■ Goal ■
Copy out every one of the items below word for word, line by line.

■ Supplied information ■
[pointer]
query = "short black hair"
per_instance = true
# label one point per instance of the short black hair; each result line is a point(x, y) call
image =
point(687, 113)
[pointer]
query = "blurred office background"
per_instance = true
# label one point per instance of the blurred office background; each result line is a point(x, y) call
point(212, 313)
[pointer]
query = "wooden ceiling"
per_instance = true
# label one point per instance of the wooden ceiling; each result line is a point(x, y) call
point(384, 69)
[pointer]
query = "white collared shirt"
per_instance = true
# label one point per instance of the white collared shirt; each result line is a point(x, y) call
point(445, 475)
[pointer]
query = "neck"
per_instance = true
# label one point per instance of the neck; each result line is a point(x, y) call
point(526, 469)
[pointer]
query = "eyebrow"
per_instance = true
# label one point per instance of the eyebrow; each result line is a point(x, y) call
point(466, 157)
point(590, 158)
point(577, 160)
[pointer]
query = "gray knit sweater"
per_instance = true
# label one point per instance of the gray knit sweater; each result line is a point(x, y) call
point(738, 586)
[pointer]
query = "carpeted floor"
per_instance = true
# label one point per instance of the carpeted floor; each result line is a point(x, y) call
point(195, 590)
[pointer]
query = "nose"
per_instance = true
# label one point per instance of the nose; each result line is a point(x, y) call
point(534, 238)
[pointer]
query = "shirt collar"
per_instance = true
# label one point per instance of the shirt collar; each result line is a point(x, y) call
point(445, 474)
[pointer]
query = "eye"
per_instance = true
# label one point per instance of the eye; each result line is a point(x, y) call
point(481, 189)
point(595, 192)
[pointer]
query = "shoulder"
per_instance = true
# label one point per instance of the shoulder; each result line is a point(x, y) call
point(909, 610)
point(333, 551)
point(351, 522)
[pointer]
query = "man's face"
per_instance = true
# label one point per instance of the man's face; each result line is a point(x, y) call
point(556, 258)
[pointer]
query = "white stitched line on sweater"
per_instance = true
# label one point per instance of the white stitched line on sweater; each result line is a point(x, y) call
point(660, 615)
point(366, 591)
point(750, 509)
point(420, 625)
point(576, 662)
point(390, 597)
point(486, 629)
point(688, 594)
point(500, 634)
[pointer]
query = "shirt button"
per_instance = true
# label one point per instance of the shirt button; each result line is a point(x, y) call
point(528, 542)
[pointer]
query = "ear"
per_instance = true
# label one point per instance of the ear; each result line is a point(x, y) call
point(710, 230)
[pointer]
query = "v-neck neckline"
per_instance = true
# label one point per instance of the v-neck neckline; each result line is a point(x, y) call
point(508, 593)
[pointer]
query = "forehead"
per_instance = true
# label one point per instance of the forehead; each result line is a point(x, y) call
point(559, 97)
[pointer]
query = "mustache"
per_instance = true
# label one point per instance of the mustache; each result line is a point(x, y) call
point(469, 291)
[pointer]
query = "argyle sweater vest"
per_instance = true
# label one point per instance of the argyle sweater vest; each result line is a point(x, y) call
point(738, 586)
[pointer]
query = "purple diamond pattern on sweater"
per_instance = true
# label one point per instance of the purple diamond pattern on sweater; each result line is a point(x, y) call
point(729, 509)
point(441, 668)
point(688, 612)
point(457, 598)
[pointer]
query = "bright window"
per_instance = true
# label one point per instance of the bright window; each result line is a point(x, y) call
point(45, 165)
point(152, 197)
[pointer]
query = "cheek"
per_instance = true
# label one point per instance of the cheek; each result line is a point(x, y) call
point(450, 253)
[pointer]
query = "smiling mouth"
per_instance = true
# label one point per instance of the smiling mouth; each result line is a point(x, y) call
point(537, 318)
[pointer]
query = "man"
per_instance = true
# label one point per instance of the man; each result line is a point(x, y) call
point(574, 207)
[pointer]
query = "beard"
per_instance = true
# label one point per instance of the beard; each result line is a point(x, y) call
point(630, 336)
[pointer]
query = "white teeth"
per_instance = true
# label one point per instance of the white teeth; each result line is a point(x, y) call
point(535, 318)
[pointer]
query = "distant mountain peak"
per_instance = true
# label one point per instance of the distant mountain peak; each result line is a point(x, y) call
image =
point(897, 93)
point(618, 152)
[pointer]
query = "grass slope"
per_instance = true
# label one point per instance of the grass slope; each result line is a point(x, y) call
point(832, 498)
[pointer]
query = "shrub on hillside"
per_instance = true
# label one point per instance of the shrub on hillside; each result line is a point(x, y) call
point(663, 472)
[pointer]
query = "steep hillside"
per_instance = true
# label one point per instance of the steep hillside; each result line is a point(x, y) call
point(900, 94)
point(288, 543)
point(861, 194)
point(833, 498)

■ Expected answer ■
[pointer]
query = "short black hair"
per_instance = true
# label one point per instance of the short black hair; each result line is a point(x, y) call
image =
point(687, 113)
[pointer]
query = "blurred office background"
per_instance = true
# label one point per instance of the blurred office background; each result line is a point(x, y) call
point(212, 313)
[pointer]
query = "wooden ceiling"
per_instance = true
# label one point per instance of the wooden ceiling; each result line is a point(x, y) call
point(384, 69)
[pointer]
query = "white collared shirt"
per_instance = true
# label one point per instance of the white collared shirt; each result line is a point(x, y) call
point(445, 475)
[pointer]
query = "neck"
per_instance = true
# label one point per instance of the neck; each result line is a point(x, y) call
point(526, 469)
[pointer]
query = "eyebrow"
per_instance = true
# label one point per instance of the eyebrow; each result line is a point(x, y) call
point(466, 157)
point(590, 158)
point(577, 160)
[pointer]
query = "gray knit sweater"
per_instance = true
# label one point per instance of the gray knit sweater; each result line is a point(x, y) call
point(738, 586)
[pointer]
query = "carpeted floor"
per_instance = true
# label one point per instance of the carpeted floor; each result line is a point(x, y) call
point(195, 590)
[pointer]
query = "nose"
per_instance = true
# label one point per instance of the nose; each result line is a point(x, y) call
point(534, 238)
[pointer]
query = "shirt collar"
per_instance = true
# label one point per instance of the shirt collar; each result line is a point(x, y) call
point(445, 474)
[pointer]
query = "eye"
per_instance = true
# label one point per instance of the eye; each result line is a point(x, y) call
point(481, 189)
point(595, 192)
[pointer]
query = "shoulder"
per_instance = true
# label one point per instance of the shoulder; each result line is a point(x, y) call
point(909, 610)
point(333, 551)
point(351, 522)
[pointer]
query = "man's face"
per_instance = true
# label one point per instance of the man's face; each result line is a point(x, y) call
point(556, 258)
[pointer]
query = "white stitched line on sweater"
per_instance = true
# label one point per instance of the white stitched line on sweater; each result line is a point(x, y) call
point(660, 615)
point(366, 591)
point(750, 509)
point(420, 625)
point(576, 662)
point(390, 597)
point(486, 629)
point(688, 594)
point(500, 634)
[pointer]
query = "shirt button"
per_instance = true
# label one point per instance of the shirt button; each result line is a point(x, y) call
point(528, 542)
[pointer]
query = "ear"
per_instance = true
# label one point per instance of the ear; each result line is a point(x, y) call
point(710, 230)
[pointer]
query = "v-neck neckline"
per_instance = true
# label one point per instance of the v-neck neckline; each result line is a point(x, y) call
point(508, 593)
[pointer]
query = "forehead"
per_instance = true
# label one point per instance of the forehead; each result line is a point(x, y) call
point(559, 97)
[pointer]
query = "mustache"
per_instance = true
# label one point per instance of the mustache; each result line is a point(x, y) call
point(469, 291)
[pointer]
query = "argyle sweater vest"
per_instance = true
# label one point per instance of the argyle sweater vest; each result line is a point(x, y) call
point(738, 586)
[pointer]
query = "purple diamond pattern on sweater"
per_instance = true
# label one point per instance of the purple diamond pattern on sweater; each result line is a point(x, y) call
point(729, 509)
point(441, 668)
point(688, 612)
point(457, 598)
[pointer]
query = "bright window"
per_instance = true
# label one point per instance of the bright window; each result line is a point(x, y) call
point(45, 165)
point(152, 197)
[pointer]
query = "cheek"
per_instance = true
# label one point per instance of the cheek; each result line is a point(x, y) call
point(450, 253)
[pointer]
query = "smiling mouth"
per_instance = true
# label one point per instance of the smiling mouth; each result line is a point(x, y) call
point(537, 318)
[pointer]
query = "man"
per_instance = true
# label one point per instance of the man; each result line is a point(x, y) call
point(574, 207)
[pointer]
query = "beard"
per_instance = true
# label one point per instance of the beard; each result line is a point(x, y) call
point(630, 336)
[pointer]
query = "white teeth"
per_instance = true
# label one point per instance of the white teeth; each result line is a point(x, y) call
point(535, 318)
[pointer]
query = "distant mountain peak"
per_instance = true
# label one point per instance of the distant mountain peak; each result line is a point(x, y) call
image =
point(897, 93)
point(618, 152)
[pointer]
query = "grass slope"
per_instance = true
# label one point per instance of the grass slope; each result line is a point(x, y) call
point(832, 498)
[pointer]
query = "shrub on hillside"
per_instance = true
# label one point per instance of the shrub on hillside; each result line is a point(x, y) call
point(663, 472)
[pointer]
query = "steep hillside"
per_instance = true
# label one point per instance of the steep hillside; each result line is a point(x, y) call
point(900, 94)
point(288, 543)
point(861, 194)
point(833, 498)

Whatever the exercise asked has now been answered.